start

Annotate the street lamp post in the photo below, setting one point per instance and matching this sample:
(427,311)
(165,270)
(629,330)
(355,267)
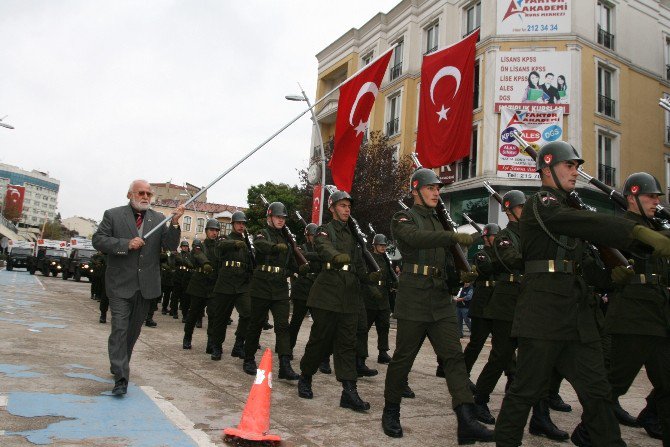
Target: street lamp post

end

▶ **What the task asks**: Can you copy every line of the records above, word for word, but leave the pictures out?

▶ **Reply to the exercise**:
Annotate the street lamp post in the photo below, setting one point per instance and matching this sample:
(427,311)
(165,270)
(629,330)
(355,267)
Target: street lamp post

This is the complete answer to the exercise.